### [Work instructions]
Transcribe the stretch of the Mary Elizabeth Heffernan article from "Mary Elizabeth Heffernan is" through "District Court judge.".

#### Source text ####

Massachusetts Secretary of Public Safety
- In office 2010–2013
- Governor: Deval Patrick
- Preceded by: Kevin M. Burke
- Succeeded by: Andrea Cabral

Personal details
- Alma mater: Framingham State College Suffolk University Suffolk University Law School

= Mary Elizabeth Heffernan =

American judge

Mary Elizabeth Heffernan is an American attorney, judge, and former Massachusetts Secretary of Public Safety. She previously served as the Undersecretary of Criminal Justice from 2007 to 2010. She is also a former Assistant District Attorney for Middlesex County.

==Biography==
Heffernan is an alumnus of Framingham State College, Suffolk University Law School, and Suffolk University School of Management. She is a member of the Framingham State University Board of Trustees. She resides in West Roxbury with her two children.

In the private sector, Heffernan served as the Associate General Counsel and Director of Intergovernmental and Regulatory Affairs at Beth Israel Deaconess Medical Center and as the Corporate Director of Government Relations for CareGroup Health Care System.

In 2017, she was appointed as Newton District Court judge.

==Controversy==
Soon after her appointment as a Newton District Court judge, she released a suspected rapist – who was in the country illegally and had previously deported – on $2,500 bail despite a request by the district attorney for a much higher bail of $100,000 and despite knowing that U.S. Immigration and Customs Enforcement (ICE) was preparing a detainer for the suspect. In addition prosecutors during the hearing informed Judge Heffernan that the suspect was well known to them as a gang member in the city and was a very high flight risk. Furthermore, not wanting to further inconvenience the suspect allowed him to remain at the courthouse while bail was posted instead of sending him back to the jail awaiting bond to be posted. The suspect failed to appear at his next court date.

#### Material supplied ####

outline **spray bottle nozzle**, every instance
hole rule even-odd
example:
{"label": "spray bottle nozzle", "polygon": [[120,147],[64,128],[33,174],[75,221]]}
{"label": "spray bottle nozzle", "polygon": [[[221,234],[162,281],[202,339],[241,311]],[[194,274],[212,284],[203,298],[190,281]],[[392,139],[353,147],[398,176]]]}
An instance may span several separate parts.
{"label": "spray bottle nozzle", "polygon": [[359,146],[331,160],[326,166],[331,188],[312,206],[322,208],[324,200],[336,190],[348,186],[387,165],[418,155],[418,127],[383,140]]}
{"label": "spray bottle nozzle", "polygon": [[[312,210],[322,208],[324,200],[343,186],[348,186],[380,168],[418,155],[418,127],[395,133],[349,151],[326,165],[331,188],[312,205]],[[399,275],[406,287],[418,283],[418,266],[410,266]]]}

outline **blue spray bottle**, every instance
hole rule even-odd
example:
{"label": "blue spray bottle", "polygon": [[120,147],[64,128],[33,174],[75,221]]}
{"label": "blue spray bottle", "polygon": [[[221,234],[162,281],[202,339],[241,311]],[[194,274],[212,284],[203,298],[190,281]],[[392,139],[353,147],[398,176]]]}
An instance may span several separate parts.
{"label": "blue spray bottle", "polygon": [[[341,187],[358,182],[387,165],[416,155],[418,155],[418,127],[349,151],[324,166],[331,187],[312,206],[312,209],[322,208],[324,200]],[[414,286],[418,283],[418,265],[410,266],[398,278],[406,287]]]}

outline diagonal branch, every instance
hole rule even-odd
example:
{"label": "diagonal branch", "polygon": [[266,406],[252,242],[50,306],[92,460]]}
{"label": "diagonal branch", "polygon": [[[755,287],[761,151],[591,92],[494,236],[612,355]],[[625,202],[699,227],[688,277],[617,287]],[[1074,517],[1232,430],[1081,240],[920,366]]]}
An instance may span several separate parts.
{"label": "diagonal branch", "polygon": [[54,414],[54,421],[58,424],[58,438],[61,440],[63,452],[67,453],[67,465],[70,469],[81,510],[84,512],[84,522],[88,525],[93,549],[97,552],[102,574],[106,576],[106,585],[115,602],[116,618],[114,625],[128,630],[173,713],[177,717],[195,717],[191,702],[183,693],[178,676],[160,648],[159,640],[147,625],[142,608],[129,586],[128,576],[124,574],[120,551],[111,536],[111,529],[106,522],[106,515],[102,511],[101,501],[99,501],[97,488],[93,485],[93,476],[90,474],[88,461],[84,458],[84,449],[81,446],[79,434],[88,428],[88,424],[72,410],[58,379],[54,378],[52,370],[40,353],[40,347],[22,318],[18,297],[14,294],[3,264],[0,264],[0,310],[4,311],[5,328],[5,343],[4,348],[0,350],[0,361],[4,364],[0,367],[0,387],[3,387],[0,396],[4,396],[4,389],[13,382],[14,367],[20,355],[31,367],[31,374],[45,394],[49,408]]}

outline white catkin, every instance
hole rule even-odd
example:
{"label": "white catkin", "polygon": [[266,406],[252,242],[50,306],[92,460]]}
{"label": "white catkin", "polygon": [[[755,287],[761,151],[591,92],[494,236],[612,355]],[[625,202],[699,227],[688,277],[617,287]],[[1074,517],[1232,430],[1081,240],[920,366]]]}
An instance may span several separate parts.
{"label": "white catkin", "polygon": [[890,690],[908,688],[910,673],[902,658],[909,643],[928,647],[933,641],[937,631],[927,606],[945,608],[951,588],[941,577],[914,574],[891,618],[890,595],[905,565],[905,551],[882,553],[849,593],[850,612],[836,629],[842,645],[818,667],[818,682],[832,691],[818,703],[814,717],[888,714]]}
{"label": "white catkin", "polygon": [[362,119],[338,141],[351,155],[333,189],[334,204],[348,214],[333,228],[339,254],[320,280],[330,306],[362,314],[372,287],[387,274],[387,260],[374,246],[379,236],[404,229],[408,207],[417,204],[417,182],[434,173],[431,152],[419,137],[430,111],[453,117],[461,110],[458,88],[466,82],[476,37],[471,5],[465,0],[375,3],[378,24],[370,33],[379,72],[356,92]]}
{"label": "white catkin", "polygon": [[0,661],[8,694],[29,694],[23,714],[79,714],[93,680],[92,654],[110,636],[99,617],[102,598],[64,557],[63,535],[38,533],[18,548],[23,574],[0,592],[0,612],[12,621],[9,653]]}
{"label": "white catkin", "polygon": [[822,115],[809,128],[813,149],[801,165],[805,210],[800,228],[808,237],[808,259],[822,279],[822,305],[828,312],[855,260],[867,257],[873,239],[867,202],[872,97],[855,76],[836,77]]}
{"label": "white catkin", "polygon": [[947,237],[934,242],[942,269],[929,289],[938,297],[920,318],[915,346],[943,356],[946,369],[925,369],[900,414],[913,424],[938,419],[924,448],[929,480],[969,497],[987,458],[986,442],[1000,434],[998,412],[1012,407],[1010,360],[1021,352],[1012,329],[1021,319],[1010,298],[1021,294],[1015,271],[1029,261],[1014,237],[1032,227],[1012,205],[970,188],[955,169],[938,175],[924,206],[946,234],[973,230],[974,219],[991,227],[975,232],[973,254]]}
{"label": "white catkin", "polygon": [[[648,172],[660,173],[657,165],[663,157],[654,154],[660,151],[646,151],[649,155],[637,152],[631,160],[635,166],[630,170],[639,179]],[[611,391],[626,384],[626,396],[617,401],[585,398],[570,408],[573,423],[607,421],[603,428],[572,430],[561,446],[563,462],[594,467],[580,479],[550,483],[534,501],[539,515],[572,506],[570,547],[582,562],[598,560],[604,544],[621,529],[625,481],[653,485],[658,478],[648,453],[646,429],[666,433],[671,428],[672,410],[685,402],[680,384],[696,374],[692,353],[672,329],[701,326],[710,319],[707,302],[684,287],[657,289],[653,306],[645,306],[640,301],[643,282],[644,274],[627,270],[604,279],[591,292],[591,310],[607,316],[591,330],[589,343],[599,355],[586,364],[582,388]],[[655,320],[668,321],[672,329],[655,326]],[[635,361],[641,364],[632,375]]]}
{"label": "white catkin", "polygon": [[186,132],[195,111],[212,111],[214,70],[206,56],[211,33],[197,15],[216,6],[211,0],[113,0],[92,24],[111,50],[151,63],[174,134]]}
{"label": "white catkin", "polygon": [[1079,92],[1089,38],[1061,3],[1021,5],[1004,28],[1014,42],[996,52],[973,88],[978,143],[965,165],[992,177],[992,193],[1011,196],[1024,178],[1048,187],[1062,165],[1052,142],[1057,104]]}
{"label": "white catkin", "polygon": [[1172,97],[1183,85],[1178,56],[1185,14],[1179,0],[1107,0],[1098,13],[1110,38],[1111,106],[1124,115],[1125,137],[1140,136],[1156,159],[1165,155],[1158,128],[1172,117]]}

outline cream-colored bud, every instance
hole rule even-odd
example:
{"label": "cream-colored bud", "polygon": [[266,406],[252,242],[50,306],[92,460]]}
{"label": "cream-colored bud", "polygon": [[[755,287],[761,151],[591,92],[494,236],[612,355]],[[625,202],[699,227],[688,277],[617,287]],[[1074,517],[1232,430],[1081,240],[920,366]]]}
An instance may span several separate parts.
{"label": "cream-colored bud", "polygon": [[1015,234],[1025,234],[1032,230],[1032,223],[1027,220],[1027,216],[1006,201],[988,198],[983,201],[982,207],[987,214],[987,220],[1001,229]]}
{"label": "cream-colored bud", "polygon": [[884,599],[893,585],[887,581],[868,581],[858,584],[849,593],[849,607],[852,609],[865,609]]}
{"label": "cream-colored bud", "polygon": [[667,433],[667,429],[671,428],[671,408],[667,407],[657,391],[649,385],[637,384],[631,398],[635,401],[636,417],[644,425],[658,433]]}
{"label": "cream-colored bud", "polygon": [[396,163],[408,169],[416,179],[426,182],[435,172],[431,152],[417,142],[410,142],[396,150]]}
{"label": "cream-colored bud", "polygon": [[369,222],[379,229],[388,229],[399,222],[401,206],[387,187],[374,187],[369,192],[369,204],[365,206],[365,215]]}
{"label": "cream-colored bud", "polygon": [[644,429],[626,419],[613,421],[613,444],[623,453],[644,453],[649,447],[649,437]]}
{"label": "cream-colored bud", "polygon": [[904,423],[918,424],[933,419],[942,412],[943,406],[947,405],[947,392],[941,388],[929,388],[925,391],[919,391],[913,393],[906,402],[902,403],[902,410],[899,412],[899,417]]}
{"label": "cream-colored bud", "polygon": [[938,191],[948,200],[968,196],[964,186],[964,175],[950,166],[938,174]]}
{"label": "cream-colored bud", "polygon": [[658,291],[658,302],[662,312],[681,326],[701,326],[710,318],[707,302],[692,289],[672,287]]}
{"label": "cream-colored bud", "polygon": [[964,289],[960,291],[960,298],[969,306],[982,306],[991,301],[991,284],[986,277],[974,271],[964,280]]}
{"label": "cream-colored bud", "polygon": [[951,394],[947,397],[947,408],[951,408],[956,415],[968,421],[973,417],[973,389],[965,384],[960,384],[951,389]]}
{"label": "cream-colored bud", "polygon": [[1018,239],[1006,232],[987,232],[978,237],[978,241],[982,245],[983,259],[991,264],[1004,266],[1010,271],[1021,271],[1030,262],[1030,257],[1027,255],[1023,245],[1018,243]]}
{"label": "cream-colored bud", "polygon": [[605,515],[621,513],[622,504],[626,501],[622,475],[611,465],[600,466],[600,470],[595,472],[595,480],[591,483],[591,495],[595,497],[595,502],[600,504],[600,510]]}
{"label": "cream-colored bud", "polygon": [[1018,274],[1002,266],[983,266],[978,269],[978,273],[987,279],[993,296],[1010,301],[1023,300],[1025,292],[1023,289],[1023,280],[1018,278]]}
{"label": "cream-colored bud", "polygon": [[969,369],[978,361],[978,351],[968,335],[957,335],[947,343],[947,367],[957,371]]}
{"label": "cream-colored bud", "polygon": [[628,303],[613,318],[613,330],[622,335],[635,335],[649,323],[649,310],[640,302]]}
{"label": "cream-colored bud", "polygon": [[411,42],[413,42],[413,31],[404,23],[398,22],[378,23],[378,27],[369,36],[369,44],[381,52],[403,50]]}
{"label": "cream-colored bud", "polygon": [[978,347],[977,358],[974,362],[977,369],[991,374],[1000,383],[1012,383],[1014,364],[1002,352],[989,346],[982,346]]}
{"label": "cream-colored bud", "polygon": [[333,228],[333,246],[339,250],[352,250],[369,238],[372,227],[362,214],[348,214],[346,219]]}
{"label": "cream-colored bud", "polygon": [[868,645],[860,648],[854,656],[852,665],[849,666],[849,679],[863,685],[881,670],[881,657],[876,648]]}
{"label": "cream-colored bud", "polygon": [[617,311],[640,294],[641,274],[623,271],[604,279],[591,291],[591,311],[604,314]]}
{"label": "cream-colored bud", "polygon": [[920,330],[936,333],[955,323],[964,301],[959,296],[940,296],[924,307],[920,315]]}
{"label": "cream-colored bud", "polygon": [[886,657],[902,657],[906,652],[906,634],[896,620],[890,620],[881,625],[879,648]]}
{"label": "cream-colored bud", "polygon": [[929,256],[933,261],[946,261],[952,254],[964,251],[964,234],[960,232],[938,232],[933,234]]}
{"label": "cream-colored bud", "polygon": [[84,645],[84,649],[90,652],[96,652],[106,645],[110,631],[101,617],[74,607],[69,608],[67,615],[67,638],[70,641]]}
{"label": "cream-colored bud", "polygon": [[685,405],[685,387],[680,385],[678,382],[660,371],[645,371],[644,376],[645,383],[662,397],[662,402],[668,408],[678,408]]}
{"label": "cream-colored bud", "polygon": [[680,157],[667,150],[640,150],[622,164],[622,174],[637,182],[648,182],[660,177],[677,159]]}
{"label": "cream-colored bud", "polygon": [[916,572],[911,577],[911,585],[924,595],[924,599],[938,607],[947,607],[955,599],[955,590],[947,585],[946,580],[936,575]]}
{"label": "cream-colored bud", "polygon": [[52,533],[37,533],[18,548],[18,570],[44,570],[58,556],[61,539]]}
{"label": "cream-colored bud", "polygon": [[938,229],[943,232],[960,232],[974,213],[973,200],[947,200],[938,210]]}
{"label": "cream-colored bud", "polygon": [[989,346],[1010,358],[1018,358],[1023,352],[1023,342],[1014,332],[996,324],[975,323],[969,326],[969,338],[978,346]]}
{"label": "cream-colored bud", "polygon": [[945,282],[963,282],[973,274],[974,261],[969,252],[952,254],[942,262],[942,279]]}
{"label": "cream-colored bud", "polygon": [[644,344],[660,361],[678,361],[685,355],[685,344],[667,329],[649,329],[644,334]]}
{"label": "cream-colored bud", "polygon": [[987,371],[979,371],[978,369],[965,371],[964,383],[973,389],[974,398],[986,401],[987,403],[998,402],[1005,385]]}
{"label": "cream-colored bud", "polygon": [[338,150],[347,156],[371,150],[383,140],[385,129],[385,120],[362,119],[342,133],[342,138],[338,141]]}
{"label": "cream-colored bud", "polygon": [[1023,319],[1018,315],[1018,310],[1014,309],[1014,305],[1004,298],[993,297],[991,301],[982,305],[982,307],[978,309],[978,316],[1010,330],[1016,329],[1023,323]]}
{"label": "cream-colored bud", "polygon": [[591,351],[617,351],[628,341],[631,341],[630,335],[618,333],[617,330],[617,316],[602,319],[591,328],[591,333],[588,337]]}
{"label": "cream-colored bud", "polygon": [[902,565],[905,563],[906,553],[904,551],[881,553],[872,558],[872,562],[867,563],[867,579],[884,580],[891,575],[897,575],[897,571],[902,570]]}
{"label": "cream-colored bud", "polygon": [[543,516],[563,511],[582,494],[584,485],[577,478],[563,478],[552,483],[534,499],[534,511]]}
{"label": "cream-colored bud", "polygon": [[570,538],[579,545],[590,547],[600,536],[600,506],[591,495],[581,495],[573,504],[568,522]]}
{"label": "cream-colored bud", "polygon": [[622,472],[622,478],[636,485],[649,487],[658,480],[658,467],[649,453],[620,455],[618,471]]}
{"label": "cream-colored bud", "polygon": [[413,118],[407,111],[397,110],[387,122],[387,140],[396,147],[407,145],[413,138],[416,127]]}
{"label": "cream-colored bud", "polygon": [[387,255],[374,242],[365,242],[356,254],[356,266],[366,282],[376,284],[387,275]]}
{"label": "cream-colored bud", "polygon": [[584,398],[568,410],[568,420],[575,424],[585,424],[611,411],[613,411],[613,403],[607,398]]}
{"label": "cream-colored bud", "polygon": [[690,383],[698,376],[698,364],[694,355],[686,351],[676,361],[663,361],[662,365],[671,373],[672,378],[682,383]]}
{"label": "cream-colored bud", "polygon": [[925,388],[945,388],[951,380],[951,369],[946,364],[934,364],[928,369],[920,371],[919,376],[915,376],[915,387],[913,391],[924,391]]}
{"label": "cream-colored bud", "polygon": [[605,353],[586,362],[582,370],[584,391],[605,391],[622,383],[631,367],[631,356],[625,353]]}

####

### [Response box]
Mary Elizabeth Heffernan is an American attorney, judge, and former Massachusetts Secretary of Public Safety. She previously served as the Undersecretary of Criminal Justice from 2007 to 2010. She is also a former Assistant District Attorney for Middlesex County.

==Biography==
Heffernan is an alumnus of Framingham State College, Suffolk University Law School, and Suffolk University School of Management. She is a member of the Framingham State University Board of Trustees. She resides in West Roxbury with her two children.

In the private sector, Heffernan served as the Associate General Counsel and Director of Intergovernmental and Regulatory Affairs at Beth Israel Deaconess Medical Center and as the Corporate Director of Government Relations for CareGroup Health Care System.

In 2017, she was appointed as Newton District Court judge.